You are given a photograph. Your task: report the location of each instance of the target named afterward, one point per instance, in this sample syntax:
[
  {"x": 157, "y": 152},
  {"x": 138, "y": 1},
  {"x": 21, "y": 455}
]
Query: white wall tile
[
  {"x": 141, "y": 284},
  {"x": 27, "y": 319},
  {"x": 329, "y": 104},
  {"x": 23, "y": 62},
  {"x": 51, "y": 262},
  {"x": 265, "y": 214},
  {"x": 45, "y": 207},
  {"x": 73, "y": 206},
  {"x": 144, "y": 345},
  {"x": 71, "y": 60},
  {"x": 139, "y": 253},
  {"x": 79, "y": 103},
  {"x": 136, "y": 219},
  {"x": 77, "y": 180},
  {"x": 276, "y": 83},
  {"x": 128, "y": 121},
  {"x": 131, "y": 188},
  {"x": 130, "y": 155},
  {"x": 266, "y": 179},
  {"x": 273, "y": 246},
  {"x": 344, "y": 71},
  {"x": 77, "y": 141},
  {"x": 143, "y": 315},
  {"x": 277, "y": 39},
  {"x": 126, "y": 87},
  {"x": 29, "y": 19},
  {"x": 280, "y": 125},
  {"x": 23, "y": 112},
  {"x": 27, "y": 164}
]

--

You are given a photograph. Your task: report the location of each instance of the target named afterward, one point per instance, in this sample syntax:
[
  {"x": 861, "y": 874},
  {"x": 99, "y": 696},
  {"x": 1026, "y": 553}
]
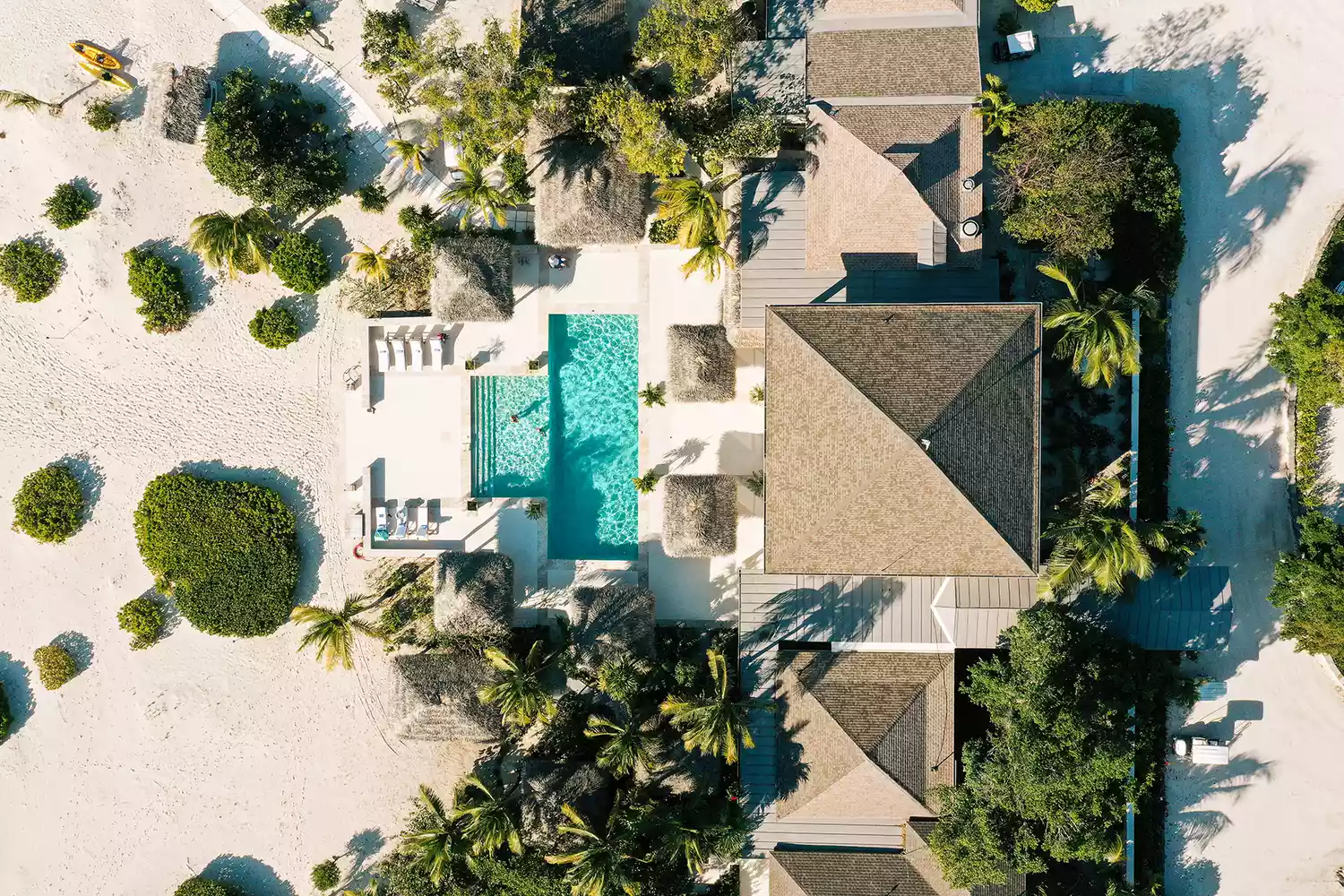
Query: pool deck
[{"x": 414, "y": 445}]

:: REQUISITI ::
Trova nei dati ogni riga in cui compare la parola "Query" e ricopiala, distinguendo tra maiuscole e minuscole.

:: RISPOSTA ::
Query: white wall tile
Query: pool deck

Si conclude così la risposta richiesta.